Orr's Circle of the Sciences was a scientific encyclopedia of the 1850s, published in London by William Somerville Orr.

William S Orr & Co.

William S. Orr & Co. was a publisher in Paternoster Row, London. It put out the British Cyclopædia in ten volumes of the 1830s. It also was in business selling engravings (for example the Kenny Meadows illustrations to Shakespeare), and maps, such as a mid-century Cab Fare and Guide Map of London (c. 1853).

The firm was a general commercial publisher, with a specialist area of natural history, and also published periodicals. It was innovative in its use of wood engraving, in its 1838 edition of Paul et Virginie. In children's literature, it published Christoph von Schmid's Basket of Flowers in an English translation of 1848, in partnership with J. B. Müller of Stuttgart.

William Somerville Orr
Orr himself was a publishers' agent from the 1830s, and was a close associate of Robert and William Chambers. He printed a London edition of Chambers's Edinburgh Journal by mid-1832. The arrangement used stereotype plates, and brought the circulation up to 50,000. By 1845 the circulation was declining from its peak, and Orr wrote to Chambers explaining that the market was changing. In 1846 Chambers terminated the arrangement with Orr.

________________

AIM 1 - From the passage on the Orr publishing firm, reproduce the stretch that begins with the words containing "William S Orr" and ends with "London (c. 1853).".
AIM 2 -
Answer these questions from the passage on the Orr publishing firm:
(a) On which London street was William S. Orr & Co. based?
(b) With which Stuttgart partner did the firm publish the 1848 English translation of Basket of Flowers?
(c) In what year did Chambers end the arrangement with Orr?

INFORMATION PROVIDED -
________________

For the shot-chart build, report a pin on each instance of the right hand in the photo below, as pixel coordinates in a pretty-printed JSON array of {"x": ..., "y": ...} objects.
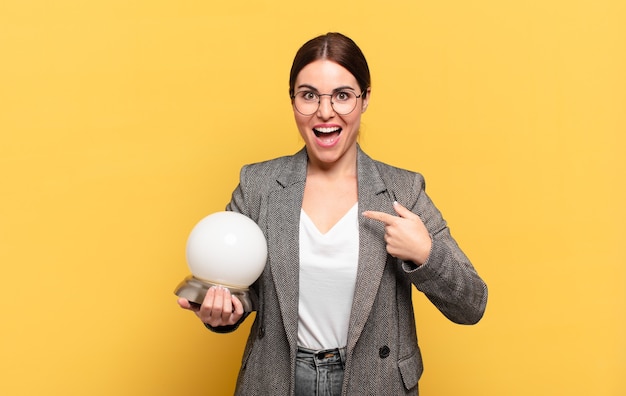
[{"x": 219, "y": 307}]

________________

FULL ANSWER 1 -
William S Orr & Co.

William S. Orr & Co. was a publisher in Paternoster Row, London. It put out the British Cyclopædia in ten volumes of the 1830s. It also was in business selling engravings (for example the Kenny Meadows illustrations to Shakespeare), and maps, such as a mid-century Cab Fare and Guide Map of London (c. 1853).

FULL ANSWER 2 -
(a) Paternoster Row
(b) J. B. Müller
(c) 1846